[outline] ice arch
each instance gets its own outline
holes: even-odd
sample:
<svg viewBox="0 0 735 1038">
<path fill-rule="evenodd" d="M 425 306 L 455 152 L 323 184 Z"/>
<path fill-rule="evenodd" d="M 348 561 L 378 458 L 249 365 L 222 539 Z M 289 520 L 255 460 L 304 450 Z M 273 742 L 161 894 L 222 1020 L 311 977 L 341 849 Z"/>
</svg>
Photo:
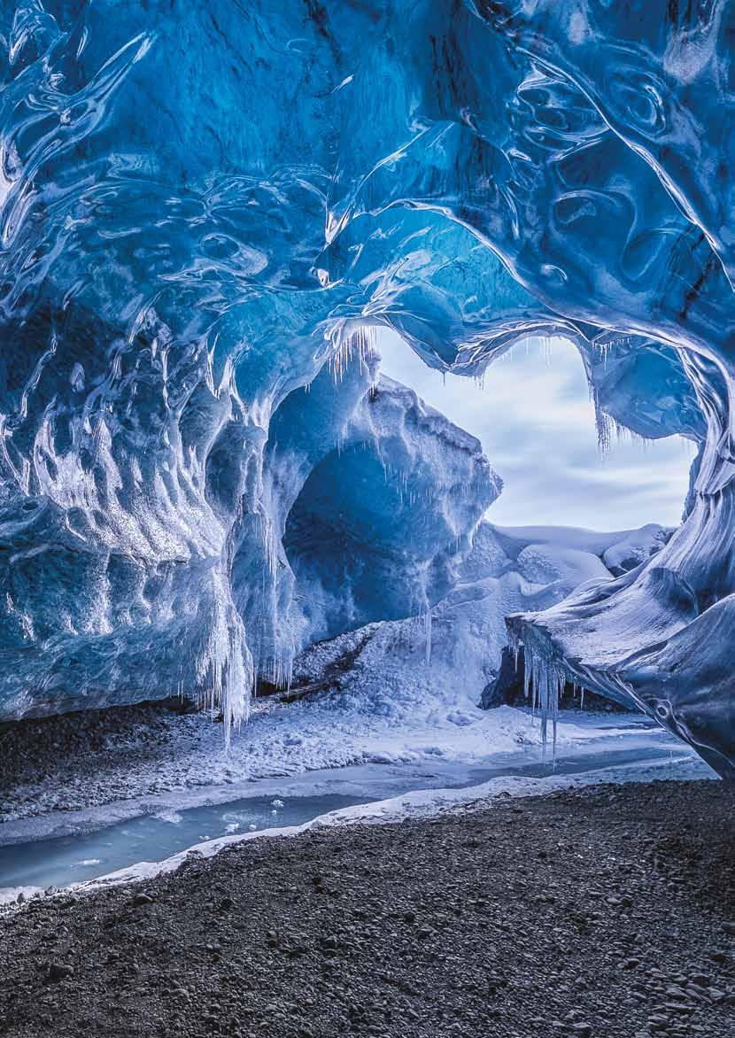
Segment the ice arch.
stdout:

**REQUEST:**
Copy out all of the lines above with each "ice arch" replaced by "rock arch" and nothing else changed, and leave the pictures out.

**EXERCISE RESPONSE:**
[outline] rock arch
each instance gets its own outline
holes: even-odd
sample:
<svg viewBox="0 0 735 1038">
<path fill-rule="evenodd" d="M 425 306 L 455 152 L 323 184 Z"/>
<path fill-rule="evenodd" d="M 348 561 L 378 458 L 249 365 L 222 539 Z M 289 520 L 255 460 L 304 450 Z M 273 742 L 161 894 L 222 1020 L 311 977 L 341 849 Z"/>
</svg>
Photo:
Segment the rock arch.
stdout:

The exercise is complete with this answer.